> [GIVEN REQUEST]: Count the lines in the rows below that contain the word "door". Reply with the number alone.

> [EXTRACTED ENTRIES]:
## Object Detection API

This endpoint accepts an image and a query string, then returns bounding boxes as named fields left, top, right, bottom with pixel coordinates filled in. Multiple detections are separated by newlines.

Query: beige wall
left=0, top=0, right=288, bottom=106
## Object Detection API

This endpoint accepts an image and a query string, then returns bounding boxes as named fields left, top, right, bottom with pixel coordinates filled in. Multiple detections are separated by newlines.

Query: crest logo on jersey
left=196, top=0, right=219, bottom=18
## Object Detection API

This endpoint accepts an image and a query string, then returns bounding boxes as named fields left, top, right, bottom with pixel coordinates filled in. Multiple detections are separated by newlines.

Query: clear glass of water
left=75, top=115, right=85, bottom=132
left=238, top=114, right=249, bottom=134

...

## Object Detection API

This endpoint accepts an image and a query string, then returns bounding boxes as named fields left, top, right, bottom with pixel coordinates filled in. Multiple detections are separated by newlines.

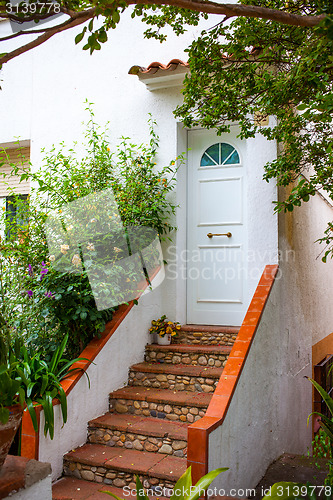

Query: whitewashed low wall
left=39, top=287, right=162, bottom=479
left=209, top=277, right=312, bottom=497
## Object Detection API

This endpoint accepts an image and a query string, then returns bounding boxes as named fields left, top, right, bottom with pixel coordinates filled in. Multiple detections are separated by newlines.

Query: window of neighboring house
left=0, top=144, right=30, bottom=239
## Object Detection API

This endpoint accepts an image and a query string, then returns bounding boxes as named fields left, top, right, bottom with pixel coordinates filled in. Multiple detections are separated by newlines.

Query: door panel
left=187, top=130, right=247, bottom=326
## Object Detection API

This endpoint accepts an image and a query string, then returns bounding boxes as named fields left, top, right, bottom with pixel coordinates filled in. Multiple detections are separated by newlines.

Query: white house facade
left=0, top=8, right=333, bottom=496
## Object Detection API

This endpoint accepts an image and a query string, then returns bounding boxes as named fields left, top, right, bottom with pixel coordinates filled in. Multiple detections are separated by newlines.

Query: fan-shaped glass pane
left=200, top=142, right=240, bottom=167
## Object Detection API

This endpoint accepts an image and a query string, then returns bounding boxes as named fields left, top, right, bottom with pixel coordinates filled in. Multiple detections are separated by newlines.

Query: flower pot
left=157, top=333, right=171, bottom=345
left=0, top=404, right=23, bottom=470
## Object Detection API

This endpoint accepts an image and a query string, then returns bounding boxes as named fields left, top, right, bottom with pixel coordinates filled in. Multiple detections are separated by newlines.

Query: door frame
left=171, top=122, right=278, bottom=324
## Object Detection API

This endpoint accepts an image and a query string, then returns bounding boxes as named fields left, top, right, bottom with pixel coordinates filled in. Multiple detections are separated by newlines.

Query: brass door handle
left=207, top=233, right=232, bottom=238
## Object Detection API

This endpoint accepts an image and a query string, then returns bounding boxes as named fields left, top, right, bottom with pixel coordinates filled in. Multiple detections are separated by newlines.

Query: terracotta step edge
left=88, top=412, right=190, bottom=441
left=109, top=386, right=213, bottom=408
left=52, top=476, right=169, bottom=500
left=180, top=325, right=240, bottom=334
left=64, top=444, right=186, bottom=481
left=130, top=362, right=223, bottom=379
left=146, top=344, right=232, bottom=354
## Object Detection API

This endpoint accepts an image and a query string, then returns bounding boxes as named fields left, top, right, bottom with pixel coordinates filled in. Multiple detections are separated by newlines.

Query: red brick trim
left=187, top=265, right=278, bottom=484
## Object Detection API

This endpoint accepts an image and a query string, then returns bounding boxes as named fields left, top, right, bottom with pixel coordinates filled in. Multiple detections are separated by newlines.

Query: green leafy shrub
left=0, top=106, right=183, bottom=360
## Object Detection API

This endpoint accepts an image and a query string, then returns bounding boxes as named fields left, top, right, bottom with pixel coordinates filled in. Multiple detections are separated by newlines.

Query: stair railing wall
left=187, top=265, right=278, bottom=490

> [FINISHED EXERCISE]: 3